§ **What is required**
Render the lines of the items below, from the line containing "shadow on grass" through the line containing "<point>385,354</point>", as a JSON list of strings, one string per line, with both end lines included and blank lines omitted. Include no other lines.

§ **Recorded data**

** Begin **

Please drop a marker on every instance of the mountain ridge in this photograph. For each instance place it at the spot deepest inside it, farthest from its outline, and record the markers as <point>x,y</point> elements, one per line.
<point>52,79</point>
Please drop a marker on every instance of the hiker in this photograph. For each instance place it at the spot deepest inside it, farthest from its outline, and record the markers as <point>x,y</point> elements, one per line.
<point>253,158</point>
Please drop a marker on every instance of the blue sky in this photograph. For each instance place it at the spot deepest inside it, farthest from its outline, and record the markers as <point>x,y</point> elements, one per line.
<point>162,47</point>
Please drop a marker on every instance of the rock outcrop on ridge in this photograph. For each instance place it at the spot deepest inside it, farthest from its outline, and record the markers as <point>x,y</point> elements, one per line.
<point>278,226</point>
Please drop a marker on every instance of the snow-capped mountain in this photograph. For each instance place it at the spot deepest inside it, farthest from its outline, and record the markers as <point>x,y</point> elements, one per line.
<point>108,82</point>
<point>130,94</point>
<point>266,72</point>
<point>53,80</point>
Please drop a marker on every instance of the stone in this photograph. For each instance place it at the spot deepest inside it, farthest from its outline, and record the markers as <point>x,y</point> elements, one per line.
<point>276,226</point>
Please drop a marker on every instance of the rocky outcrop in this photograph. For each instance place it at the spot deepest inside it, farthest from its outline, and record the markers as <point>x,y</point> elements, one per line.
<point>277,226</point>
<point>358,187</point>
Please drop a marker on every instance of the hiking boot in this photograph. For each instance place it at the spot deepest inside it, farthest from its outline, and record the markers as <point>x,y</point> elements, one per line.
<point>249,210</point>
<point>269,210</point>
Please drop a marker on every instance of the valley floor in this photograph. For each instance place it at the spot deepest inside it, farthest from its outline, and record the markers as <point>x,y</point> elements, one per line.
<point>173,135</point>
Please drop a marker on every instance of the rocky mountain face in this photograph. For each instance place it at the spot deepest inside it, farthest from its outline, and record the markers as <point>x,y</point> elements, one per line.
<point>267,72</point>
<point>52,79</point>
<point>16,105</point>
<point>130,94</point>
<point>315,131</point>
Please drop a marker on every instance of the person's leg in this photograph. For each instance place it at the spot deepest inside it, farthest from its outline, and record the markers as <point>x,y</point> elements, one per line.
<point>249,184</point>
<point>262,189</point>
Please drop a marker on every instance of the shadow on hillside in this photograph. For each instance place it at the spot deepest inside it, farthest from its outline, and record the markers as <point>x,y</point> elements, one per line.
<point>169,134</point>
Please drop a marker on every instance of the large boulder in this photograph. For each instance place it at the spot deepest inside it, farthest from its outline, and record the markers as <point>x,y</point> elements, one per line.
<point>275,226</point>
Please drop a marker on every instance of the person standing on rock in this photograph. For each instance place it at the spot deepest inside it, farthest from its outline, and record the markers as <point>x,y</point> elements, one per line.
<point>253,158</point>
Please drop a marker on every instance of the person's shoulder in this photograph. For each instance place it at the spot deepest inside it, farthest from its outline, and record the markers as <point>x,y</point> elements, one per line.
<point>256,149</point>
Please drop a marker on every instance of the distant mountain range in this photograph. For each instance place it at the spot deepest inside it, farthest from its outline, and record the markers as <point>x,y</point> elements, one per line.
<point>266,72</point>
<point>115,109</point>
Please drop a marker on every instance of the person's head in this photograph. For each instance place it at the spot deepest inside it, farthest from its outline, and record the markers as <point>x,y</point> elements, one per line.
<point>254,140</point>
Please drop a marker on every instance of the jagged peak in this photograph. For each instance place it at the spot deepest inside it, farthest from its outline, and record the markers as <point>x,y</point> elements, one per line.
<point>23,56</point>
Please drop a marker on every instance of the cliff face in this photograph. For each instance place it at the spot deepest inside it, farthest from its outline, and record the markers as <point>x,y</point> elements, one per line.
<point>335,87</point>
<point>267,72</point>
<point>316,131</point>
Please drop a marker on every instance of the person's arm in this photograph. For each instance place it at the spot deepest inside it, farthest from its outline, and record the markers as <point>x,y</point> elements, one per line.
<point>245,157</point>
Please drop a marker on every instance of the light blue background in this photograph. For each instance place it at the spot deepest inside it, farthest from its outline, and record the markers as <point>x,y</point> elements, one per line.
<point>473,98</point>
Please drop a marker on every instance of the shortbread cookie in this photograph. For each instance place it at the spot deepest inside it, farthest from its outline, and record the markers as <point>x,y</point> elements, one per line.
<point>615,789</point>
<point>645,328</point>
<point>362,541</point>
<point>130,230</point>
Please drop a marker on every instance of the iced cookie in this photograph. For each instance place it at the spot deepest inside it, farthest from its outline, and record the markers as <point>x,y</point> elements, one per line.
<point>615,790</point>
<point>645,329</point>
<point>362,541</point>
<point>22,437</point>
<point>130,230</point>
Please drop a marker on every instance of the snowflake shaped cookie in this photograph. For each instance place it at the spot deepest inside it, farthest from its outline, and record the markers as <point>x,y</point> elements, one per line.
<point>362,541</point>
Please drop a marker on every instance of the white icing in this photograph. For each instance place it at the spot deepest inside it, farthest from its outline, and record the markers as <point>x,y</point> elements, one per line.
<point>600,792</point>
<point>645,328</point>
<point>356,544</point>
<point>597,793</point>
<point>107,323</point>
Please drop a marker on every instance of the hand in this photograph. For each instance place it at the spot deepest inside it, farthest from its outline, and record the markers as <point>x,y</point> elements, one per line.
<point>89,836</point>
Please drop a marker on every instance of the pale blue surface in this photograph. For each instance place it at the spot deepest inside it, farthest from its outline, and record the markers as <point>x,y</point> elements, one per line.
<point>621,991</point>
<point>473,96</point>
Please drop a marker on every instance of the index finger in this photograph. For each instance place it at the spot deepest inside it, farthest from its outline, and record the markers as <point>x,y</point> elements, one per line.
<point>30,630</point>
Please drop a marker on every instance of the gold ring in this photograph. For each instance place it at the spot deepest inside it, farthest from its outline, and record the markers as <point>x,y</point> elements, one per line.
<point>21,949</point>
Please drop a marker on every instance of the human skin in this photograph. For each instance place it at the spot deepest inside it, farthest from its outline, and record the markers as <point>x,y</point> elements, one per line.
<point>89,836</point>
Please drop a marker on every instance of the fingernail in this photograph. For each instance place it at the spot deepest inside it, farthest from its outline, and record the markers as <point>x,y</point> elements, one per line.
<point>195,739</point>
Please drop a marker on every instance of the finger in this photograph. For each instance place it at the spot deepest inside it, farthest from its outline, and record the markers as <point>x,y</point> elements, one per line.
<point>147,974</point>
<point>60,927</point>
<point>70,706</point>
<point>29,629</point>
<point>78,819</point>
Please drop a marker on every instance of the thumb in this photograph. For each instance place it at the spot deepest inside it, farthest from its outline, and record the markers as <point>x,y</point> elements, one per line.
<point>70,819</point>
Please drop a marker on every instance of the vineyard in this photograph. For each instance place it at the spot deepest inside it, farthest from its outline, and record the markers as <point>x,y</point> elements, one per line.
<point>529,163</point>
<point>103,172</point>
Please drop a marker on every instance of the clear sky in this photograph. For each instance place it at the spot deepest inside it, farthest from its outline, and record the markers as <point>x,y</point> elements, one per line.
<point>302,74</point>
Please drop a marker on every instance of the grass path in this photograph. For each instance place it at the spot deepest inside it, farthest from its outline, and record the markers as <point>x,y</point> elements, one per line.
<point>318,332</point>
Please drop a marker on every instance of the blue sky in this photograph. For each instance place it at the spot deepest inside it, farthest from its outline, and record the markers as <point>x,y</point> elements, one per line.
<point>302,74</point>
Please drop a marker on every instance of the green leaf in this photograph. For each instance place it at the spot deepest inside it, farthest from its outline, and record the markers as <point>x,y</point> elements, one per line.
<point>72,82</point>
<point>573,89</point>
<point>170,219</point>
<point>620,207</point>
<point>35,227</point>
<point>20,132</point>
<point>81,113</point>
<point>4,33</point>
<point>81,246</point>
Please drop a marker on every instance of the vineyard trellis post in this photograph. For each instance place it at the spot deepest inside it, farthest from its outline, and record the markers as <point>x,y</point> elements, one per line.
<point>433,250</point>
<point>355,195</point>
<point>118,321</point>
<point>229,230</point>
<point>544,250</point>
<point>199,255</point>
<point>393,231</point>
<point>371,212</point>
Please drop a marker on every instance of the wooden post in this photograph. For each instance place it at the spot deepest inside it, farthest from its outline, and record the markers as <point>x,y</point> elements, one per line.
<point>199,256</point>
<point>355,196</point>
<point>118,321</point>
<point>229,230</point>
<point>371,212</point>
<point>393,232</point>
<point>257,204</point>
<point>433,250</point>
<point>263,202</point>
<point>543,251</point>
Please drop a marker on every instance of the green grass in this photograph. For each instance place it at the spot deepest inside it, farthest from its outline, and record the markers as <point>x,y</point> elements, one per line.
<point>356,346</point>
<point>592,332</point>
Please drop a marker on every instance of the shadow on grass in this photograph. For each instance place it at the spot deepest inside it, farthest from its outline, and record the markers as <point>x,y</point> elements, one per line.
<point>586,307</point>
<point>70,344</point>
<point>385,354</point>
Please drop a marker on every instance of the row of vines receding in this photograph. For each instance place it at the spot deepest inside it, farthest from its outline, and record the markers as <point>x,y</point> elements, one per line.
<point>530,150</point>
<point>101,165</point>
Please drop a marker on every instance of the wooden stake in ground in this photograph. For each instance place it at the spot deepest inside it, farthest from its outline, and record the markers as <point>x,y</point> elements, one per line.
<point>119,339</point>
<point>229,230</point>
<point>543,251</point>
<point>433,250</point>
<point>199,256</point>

** End **

§ **Answer for the task**
[
  "Please drop a marker on every instance of the shadow on grass in this photograph. For each instance place it at the spot deepest inside it, farthest from its outline, and record the markers as <point>x,y</point> elements, one per line.",
  "<point>586,307</point>",
  "<point>70,344</point>",
  "<point>385,354</point>"
]